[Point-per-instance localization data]
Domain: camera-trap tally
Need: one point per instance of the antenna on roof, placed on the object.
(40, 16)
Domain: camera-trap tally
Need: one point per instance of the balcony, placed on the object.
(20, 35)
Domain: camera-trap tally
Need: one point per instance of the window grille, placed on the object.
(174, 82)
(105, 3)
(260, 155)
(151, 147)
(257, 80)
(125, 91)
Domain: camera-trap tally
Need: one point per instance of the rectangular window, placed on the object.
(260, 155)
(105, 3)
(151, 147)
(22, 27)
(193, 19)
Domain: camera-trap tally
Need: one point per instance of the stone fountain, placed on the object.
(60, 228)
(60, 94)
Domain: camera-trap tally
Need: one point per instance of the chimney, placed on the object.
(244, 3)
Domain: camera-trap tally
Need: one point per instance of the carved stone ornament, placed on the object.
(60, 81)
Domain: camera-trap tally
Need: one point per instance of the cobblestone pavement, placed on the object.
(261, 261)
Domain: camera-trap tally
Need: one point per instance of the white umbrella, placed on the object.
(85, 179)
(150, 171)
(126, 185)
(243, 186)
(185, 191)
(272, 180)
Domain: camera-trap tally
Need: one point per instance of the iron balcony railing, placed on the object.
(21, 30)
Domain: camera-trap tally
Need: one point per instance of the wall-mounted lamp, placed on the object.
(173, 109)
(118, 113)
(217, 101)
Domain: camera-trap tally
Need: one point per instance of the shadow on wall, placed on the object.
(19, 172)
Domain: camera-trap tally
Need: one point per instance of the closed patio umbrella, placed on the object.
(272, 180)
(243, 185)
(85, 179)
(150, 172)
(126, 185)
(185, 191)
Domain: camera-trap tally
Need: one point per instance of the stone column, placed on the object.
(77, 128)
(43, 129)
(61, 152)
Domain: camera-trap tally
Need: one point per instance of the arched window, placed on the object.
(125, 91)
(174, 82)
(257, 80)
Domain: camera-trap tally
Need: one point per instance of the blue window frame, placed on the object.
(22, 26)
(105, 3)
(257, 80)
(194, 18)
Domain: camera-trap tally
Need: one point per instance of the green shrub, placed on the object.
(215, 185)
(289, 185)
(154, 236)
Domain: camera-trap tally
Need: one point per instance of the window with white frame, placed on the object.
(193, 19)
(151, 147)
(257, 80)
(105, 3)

▶ _What to produce_:
All of the data above is to be given again, word for word.

▶ _Final answer_:
Domain: camera-trap tally
Need: one point per instance of the antenna on roof, placed on the object.
(40, 16)
Domain: camera-trap tally
Need: one point per instance of the balcony, placed on the object.
(20, 35)
Domain: camera-trap tally
Need: one point per instance of the window grille, placed on the object.
(174, 82)
(105, 3)
(260, 155)
(151, 147)
(257, 80)
(125, 91)
Domain: camera-trap tally
Need: one point per instance of the rectangular window, placed on the object.
(260, 155)
(105, 3)
(151, 147)
(22, 27)
(193, 19)
Domain: camera-trap tally
Need: one point per instance of the stone fountain, placed on the object.
(60, 228)
(60, 94)
Domain: camera-trap tally
Need: one point per instance of the chimney, placed on the object.
(244, 3)
Domain: camera-trap tally
Need: one point per instance of the carved stone ornament, placed on the object.
(60, 81)
Domain: camera-trap tally
Need: one point per instance of the cobblestone pavement, placed on the object.
(261, 261)
Domain: camera-trap tally
Need: one point per instance of the white umbrella, placed on the object.
(85, 179)
(150, 171)
(126, 185)
(243, 186)
(185, 191)
(272, 180)
Domain: camera-trap tally
Need: one point per instance of the iron balcony railing, placed on the object.
(21, 30)
Domain: camera-trap tally
Need: one point per instance of the wall-mounted lamp, placed on the object.
(173, 109)
(118, 113)
(217, 101)
Domain: camera-trap tally
Need: one point per instance of the shadow on wall, placed on the object.
(19, 172)
Domain: camera-trap tally
Need: one point per instance of the closed patio umbrella, placed on the object.
(272, 180)
(243, 185)
(85, 179)
(150, 172)
(126, 185)
(185, 191)
Domain: camera-trap tally
Need: one point per instance of the stone column, placed on the object.
(77, 128)
(43, 129)
(61, 152)
Domain: camera-trap tally
Need: one point per instance of the arched window, placed on the object.
(125, 91)
(174, 82)
(257, 80)
Domain: camera-trap tally
Need: one point per instance of the blue window frame, placed on the object.
(22, 26)
(105, 3)
(257, 80)
(194, 18)
Domain: camera-trap tally
Need: one point per instance of the green shrub, placed on the object.
(215, 185)
(289, 185)
(154, 236)
Domain: camera-trap tally
Need: one point per instance of the window with white frame, placed on the object.
(193, 19)
(151, 147)
(257, 80)
(105, 3)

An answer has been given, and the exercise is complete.